### TEXT BLOCK:
Trigger Warning: Sexual violence and harassment. 

The year 2020 was a turning point in Egypt. When one courageous woman called her aggressor out, the chips fell where they should have long ago. In a matter of a few weeks, we learned from women’s stories that even if you haven’t experienced harassment first-hand, you can still feel the thorns of its rippling effects. 

We witnessed momentum, a catalyst for change, as well as new layers of trauma, fear, and silencing. Assault Police quickly became the first of several online platforms and communal spaces that would be a home for women to share their stories – but more importantly, to be believed. Their mission, however, didn’t come without consequence. 

They put cultural attitudes that aim to shame, silence and victimize women under the microscope and challenged the very essence of individuals’ interference in socio-cultural affairs. The resolution to participate in and drive public discourse came with a lot of praise, international media coverage, and some support, but it also came at a heavy price. I can only begin to imagine the amount of death threats and online volatility the admins of the page endured. Where have they gone? What battles are they fighting after Assault Police ceased to exist in the very spaces it helped push open?

### WORK TO DO:
1. Translate this sentence from the passage on harassment in Egypt into Spanish: "The year 2020 was a turning point in Egypt."
2. According to the passage on harassment in Egypt, which platform became the first of several online spaces for women to share their stories?
3. From the passage on harassment in Egypt, extract the span starting at "The year 2020" and ending at "come without consequence.".

(Excerpts from a pointing dataset)
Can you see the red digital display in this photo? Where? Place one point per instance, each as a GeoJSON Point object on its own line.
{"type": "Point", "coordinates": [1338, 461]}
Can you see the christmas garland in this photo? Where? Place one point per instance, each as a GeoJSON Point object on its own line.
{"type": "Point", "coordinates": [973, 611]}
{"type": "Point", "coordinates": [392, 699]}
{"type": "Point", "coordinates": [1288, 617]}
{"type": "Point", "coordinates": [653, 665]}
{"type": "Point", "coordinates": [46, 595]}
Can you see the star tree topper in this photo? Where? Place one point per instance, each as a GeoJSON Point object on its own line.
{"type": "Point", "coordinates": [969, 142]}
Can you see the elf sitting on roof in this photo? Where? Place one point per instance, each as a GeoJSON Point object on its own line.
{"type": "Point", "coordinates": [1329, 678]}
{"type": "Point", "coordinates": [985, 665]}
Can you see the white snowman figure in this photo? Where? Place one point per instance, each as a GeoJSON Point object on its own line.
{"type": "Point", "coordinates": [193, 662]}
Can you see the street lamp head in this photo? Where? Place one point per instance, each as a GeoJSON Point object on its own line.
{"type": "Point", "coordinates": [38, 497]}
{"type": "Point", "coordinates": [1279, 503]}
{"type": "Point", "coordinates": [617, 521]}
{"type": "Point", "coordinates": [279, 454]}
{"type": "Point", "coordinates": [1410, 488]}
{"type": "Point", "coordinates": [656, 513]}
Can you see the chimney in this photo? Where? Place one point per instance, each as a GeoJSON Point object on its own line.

### TASK-BY-TASK SOLUTIONS:
1. El año 2020 fue un punto de inflexión en Egipto.

2. Assault Police.

3.
The year 2020 was a turning point in Egypt. When one courageous woman called her aggressor out, the chips fell where they should have long ago. In a matter of a few weeks, we learned from women’s stories that even if you haven’t experienced harassment first-hand, you can still feel the thorns of its rippling effects. 

We witnessed momentum, a catalyst for change, as well as new layers of trauma, fear, and silencing. Assault Police quickly became the first of several online platforms and communal spaces that would be a home for women to share their stories – but more importantly, to be believed. Their mission, however, didn’t come without consequence.